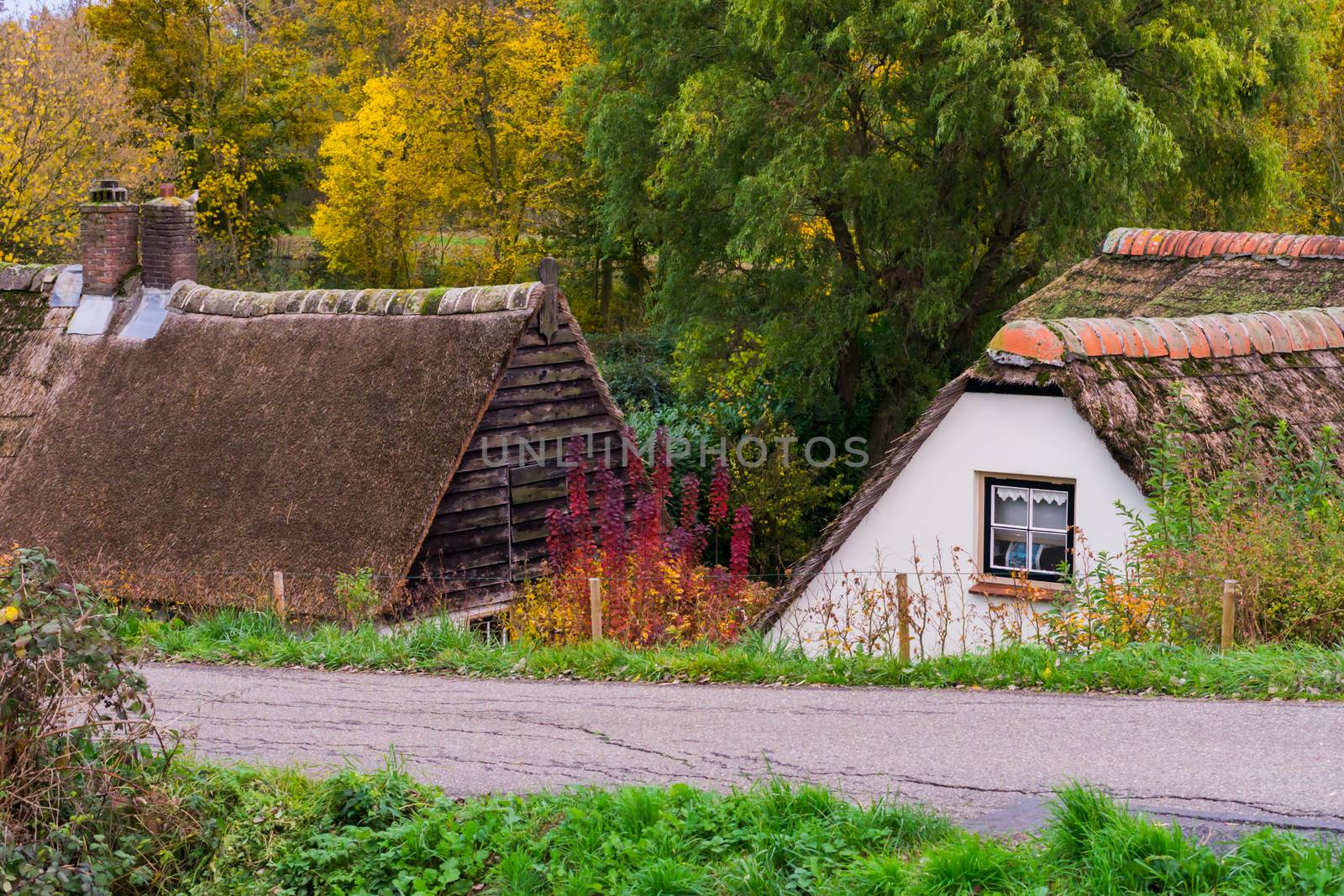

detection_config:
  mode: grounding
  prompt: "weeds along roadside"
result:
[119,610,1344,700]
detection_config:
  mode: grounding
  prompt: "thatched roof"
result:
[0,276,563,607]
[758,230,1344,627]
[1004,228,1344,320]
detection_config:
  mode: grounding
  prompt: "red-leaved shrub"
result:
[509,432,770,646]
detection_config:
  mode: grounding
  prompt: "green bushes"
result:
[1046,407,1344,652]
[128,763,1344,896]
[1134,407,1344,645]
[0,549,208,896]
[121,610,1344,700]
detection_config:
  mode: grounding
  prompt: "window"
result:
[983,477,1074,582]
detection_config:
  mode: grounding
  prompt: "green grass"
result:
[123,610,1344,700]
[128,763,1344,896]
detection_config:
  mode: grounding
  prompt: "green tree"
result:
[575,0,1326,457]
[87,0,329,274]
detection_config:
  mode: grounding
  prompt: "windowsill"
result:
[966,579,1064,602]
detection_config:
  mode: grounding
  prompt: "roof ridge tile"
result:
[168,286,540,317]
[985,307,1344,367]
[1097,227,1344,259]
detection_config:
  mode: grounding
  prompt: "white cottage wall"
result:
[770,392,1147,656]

+ + + +

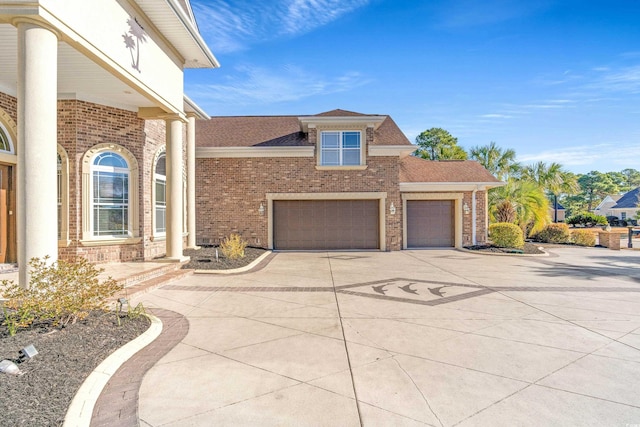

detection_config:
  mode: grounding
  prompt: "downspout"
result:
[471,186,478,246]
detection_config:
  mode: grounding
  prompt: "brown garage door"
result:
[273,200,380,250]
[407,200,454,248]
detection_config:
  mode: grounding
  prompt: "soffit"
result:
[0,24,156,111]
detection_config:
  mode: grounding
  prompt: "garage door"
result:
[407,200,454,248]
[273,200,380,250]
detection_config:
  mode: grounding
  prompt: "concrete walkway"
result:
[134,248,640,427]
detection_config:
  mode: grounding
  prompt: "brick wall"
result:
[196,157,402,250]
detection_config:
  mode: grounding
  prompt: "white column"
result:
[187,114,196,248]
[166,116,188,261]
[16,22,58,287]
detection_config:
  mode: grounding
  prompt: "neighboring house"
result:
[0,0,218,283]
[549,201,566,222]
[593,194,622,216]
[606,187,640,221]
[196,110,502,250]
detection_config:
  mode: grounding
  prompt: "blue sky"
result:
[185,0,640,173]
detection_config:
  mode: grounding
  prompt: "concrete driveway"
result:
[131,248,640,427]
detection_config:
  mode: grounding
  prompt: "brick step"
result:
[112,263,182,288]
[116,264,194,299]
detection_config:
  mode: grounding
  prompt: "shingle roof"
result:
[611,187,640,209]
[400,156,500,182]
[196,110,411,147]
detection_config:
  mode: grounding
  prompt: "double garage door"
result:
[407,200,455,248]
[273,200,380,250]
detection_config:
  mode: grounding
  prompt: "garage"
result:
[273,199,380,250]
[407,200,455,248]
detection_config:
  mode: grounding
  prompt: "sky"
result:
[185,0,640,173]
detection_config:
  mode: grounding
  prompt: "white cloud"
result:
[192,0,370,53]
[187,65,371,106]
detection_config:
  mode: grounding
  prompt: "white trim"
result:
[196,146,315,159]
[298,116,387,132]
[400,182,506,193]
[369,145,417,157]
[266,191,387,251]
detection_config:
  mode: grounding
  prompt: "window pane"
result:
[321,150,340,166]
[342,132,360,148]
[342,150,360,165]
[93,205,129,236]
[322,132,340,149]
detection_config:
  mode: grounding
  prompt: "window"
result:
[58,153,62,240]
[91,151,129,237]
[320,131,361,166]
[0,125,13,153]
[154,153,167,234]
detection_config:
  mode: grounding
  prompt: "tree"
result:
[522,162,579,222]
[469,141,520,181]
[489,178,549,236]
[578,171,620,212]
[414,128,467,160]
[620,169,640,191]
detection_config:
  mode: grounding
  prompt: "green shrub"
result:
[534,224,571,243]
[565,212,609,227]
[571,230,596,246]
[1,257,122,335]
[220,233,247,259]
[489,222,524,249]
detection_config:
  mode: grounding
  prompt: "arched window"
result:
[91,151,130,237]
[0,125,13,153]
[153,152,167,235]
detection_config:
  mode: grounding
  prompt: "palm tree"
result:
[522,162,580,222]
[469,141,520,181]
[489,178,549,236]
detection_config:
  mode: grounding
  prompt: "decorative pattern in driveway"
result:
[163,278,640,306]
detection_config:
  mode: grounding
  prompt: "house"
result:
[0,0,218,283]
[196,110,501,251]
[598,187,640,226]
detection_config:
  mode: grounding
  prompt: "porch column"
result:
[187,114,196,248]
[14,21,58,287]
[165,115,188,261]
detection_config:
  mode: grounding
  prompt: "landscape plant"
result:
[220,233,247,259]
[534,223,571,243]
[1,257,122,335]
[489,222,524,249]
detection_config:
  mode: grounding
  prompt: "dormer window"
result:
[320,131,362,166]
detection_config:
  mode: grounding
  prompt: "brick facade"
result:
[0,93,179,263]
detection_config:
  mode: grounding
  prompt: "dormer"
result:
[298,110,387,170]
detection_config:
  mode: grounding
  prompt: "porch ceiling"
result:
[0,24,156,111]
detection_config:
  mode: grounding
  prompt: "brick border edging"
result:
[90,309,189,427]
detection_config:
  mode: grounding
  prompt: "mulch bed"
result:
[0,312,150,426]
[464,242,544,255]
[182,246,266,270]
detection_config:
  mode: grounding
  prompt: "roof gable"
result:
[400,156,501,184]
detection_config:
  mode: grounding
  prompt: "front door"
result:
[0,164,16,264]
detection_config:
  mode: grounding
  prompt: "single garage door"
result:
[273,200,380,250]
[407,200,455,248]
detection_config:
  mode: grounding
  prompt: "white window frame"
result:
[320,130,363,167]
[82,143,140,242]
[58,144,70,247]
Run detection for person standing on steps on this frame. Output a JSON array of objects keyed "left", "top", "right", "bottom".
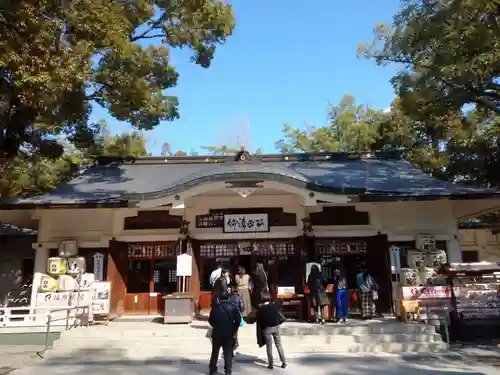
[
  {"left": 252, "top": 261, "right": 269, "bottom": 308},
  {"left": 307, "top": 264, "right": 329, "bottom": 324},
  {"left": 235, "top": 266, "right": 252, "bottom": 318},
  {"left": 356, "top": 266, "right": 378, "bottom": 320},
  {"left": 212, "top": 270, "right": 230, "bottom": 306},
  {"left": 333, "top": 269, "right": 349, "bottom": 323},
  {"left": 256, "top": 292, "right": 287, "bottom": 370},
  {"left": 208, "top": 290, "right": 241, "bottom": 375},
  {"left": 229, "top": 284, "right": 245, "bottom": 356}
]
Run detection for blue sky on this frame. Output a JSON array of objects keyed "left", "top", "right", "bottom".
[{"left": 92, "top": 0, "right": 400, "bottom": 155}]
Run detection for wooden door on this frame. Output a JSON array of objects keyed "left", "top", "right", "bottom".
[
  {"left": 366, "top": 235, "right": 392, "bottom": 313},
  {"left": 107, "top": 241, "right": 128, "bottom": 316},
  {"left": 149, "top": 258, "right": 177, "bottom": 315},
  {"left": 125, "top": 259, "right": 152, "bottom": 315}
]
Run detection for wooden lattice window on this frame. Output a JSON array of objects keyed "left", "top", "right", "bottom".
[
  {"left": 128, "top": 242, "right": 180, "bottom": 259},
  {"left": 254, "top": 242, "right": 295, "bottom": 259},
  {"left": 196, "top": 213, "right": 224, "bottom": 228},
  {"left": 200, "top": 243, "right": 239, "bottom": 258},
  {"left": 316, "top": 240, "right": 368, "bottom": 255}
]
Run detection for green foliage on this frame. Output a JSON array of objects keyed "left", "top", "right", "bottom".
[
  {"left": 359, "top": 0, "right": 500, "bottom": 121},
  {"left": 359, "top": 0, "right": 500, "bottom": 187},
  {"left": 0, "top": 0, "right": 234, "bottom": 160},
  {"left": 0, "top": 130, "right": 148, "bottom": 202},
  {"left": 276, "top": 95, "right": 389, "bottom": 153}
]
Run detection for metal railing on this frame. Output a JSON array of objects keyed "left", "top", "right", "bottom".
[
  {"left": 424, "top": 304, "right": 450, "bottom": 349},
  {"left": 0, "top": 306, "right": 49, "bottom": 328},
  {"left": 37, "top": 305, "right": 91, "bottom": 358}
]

+ + + +

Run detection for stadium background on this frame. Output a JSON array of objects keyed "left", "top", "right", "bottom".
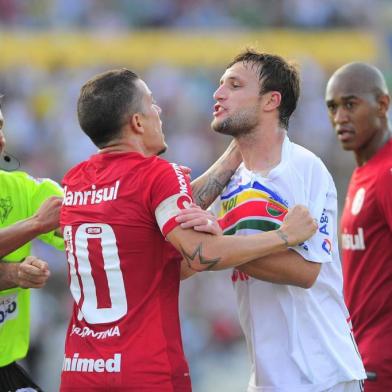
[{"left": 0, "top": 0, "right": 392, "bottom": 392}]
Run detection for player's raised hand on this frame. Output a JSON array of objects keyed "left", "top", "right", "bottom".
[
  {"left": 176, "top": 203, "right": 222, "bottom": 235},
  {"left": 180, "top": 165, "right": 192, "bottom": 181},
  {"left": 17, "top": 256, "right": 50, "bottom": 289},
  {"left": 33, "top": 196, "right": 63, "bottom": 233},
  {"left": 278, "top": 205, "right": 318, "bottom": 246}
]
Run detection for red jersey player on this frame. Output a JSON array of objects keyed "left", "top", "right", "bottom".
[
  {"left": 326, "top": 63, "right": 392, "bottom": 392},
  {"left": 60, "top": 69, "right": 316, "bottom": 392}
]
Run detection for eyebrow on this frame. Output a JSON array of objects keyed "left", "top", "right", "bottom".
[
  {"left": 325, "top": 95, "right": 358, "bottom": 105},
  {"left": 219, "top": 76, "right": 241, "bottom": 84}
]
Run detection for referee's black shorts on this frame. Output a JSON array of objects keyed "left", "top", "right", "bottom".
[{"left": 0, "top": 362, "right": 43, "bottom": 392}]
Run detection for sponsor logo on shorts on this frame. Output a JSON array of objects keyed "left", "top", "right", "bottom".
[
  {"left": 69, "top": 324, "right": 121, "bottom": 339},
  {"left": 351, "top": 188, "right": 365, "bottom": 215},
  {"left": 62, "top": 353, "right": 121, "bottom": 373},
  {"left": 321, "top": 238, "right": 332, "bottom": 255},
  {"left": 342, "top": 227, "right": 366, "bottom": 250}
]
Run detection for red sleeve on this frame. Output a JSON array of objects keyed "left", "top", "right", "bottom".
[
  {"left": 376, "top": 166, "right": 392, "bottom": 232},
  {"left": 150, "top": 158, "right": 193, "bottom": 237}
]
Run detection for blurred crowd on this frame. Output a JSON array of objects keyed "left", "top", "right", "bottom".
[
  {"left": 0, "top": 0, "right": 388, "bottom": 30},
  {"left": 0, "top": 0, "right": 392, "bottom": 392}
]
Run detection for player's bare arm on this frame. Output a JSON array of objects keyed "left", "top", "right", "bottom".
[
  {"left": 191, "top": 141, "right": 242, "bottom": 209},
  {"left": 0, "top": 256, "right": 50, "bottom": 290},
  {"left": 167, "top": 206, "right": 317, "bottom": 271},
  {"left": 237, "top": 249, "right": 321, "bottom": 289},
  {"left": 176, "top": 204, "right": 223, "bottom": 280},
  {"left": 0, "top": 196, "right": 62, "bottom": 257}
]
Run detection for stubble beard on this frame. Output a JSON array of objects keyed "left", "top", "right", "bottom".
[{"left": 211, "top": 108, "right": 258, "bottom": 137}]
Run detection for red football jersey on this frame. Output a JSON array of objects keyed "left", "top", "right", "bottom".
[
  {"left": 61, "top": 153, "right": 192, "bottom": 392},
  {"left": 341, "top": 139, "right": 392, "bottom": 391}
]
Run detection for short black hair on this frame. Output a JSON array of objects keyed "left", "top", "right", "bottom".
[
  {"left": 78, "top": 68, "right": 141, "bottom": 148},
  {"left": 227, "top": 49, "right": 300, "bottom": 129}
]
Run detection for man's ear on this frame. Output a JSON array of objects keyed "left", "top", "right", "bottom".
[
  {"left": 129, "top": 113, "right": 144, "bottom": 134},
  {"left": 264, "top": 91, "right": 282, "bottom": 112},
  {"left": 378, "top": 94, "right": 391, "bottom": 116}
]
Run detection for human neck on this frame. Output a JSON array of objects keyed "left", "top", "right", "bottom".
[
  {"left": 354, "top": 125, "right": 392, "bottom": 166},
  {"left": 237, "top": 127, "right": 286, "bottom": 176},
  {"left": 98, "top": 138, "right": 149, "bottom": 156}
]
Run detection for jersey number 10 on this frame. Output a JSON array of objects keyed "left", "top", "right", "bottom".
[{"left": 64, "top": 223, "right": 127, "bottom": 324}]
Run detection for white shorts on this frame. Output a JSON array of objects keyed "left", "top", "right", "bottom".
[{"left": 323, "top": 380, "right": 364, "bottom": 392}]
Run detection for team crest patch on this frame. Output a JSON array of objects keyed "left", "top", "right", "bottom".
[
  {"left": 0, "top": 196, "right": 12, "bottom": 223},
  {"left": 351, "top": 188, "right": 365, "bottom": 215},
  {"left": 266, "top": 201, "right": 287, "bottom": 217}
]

+ + + +

Task to carry out
Please count the lines in the data above that contain the word "garage" and reply with only that number.

Exercise solution
5